TESTO DI STUDIO ▸
#####

Il Sole 24 Ore, 5 gennaio 2016
Ha lasciato l’unico italiano nella squadra di Juncker
Dal 2 gennaio non c’è più nessun italiano nella squadra del presidente della Commissione europea, Jean-Claude Juncker. L’unico italiano nel team del presidente, l’esperto giuridico Carlo Zadra, si è dimesso e dal 6 gennaio tornerà a ricoprire l’incarico che aveva fino ad un anno fa in una direzione dell’esecutivo europeo. Il governo italiano, attraverso il sottosegretario alla presidenza Sando Gozi, con delega alle Politice Ue, ieri mattina ha reagito con decisione con Bruxelles, definendo «inaccettabile» l’assenza di un componente italiano nel gabinetto della presidenza della Commissione. Perciò ha chiesto la nomina di un altro italiano che dovrà essere individuato. È?interessante ricostruire il modo in cui si è stata gestita l’operazione da parte del capo di gabinetto di Juncker, il tedesco Martin Selmayr. Secondo quanto è stato possibile ricostruire anche sul sito web della Commissione, tra il 21 e il 23 dicembre ha chiamato nella squadra della presidenza l’inglese Michael Shotter (con cui aveva già lavorato fianco a fianco dal 2007 al 2013 sotto l’ex commissaria Ue alla Giustizia, Viviane Reding) e lo ha nominato “esperto giuridico senior” affidandogli il “coordinamento strategico” delle materie già delegate a Zadra, tra cui migrazioni, giustizia, affari interni.

#####

DATI FORNITI ▸

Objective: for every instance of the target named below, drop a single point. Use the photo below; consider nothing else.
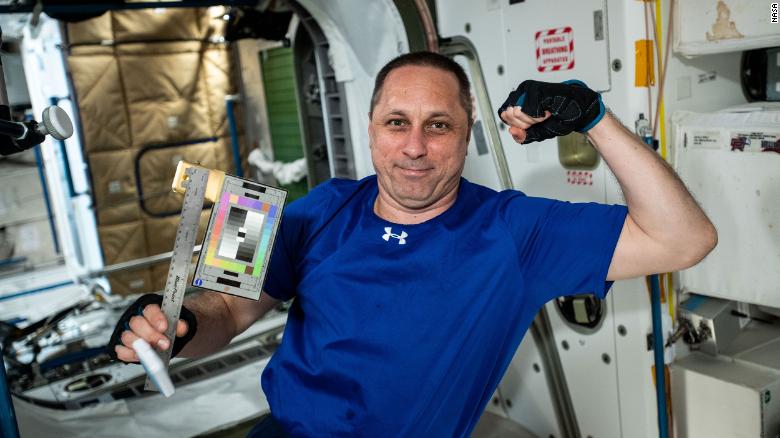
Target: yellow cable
(659, 27)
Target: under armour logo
(389, 233)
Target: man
(413, 288)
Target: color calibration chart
(239, 238)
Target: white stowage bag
(730, 161)
(285, 173)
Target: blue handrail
(229, 105)
(8, 426)
(658, 351)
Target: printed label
(755, 141)
(705, 139)
(579, 178)
(555, 49)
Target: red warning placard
(555, 49)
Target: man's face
(419, 136)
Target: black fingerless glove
(137, 308)
(573, 106)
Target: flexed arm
(665, 229)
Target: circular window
(582, 311)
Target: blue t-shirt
(406, 330)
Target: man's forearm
(659, 204)
(216, 326)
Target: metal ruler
(195, 183)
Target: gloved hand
(149, 323)
(555, 109)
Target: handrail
(133, 264)
(541, 328)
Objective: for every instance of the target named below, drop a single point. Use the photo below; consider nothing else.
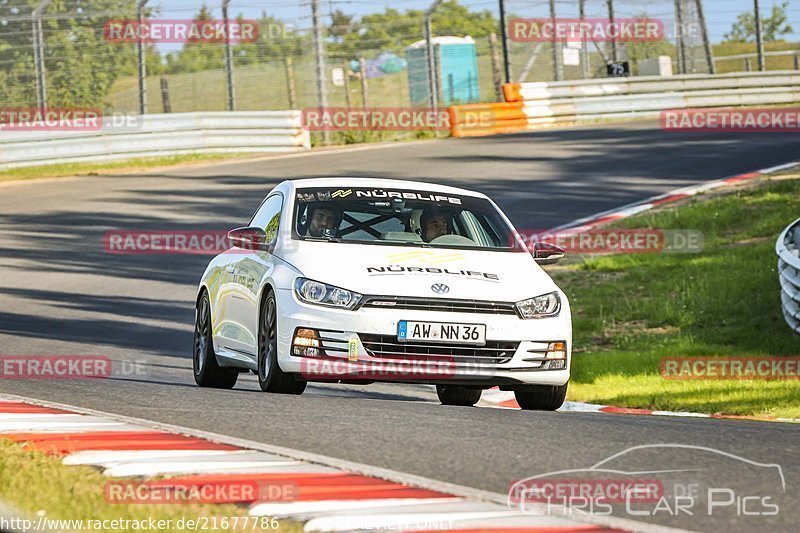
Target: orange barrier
(473, 120)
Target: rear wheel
(458, 395)
(270, 376)
(541, 398)
(207, 372)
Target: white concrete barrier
(537, 105)
(158, 135)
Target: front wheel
(270, 376)
(207, 372)
(541, 398)
(458, 395)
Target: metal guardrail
(158, 135)
(788, 250)
(536, 105)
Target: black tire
(207, 372)
(270, 376)
(544, 398)
(457, 395)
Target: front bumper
(361, 345)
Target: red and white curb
(674, 196)
(495, 398)
(329, 494)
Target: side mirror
(249, 239)
(547, 254)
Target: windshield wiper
(323, 239)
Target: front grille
(386, 346)
(439, 304)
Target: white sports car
(361, 280)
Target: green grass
(35, 482)
(632, 310)
(123, 166)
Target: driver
(324, 216)
(435, 222)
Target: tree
(774, 26)
(393, 30)
(81, 65)
(197, 55)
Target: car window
(400, 217)
(268, 216)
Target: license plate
(474, 334)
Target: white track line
(107, 458)
(309, 509)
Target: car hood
(413, 271)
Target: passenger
(324, 219)
(434, 223)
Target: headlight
(543, 306)
(314, 292)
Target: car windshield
(400, 217)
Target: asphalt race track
(61, 293)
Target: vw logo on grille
(440, 288)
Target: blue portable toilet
(457, 65)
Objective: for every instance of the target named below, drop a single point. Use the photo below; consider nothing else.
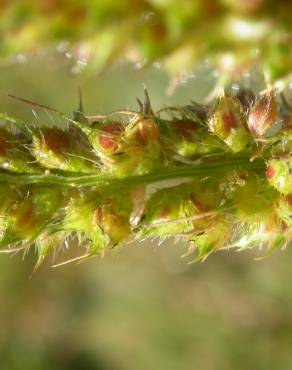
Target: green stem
(200, 169)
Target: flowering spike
(98, 181)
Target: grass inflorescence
(216, 175)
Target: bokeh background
(143, 307)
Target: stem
(204, 168)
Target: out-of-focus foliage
(232, 34)
(146, 310)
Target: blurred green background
(144, 307)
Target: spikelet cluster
(106, 180)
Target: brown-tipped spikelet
(212, 175)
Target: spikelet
(97, 181)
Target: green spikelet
(110, 181)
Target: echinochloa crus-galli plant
(216, 176)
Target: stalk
(216, 176)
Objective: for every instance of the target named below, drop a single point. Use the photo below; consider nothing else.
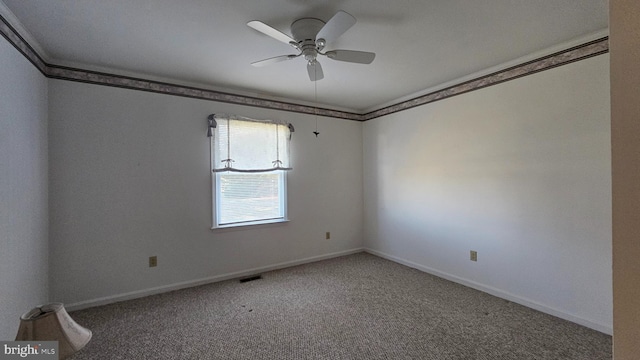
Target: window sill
(249, 225)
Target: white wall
(130, 178)
(23, 189)
(520, 172)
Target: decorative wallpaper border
(564, 57)
(580, 52)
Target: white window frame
(215, 192)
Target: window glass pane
(244, 197)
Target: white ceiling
(420, 44)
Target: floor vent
(251, 278)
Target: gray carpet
(354, 307)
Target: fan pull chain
(315, 110)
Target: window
(249, 160)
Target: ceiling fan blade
(269, 31)
(315, 71)
(360, 57)
(336, 26)
(273, 60)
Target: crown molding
(19, 37)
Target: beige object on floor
(51, 322)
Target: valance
(243, 144)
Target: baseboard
(191, 283)
(496, 292)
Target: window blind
(249, 145)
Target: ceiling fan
(310, 37)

#####

AZIONE RICHIESTA ▸ Nell'articolo sulla squadra di Juncker, elenca tutte le persone di cui è indicata la nazionalità e riporta accanto a ciascuna la nazionalità. I dati non servono per svolgere il compito.

COMPITO SVOLTO ▸
- Carlo Zadra: italiano
- Martin Selmayr: tedesco
- Michael Shotter: inglese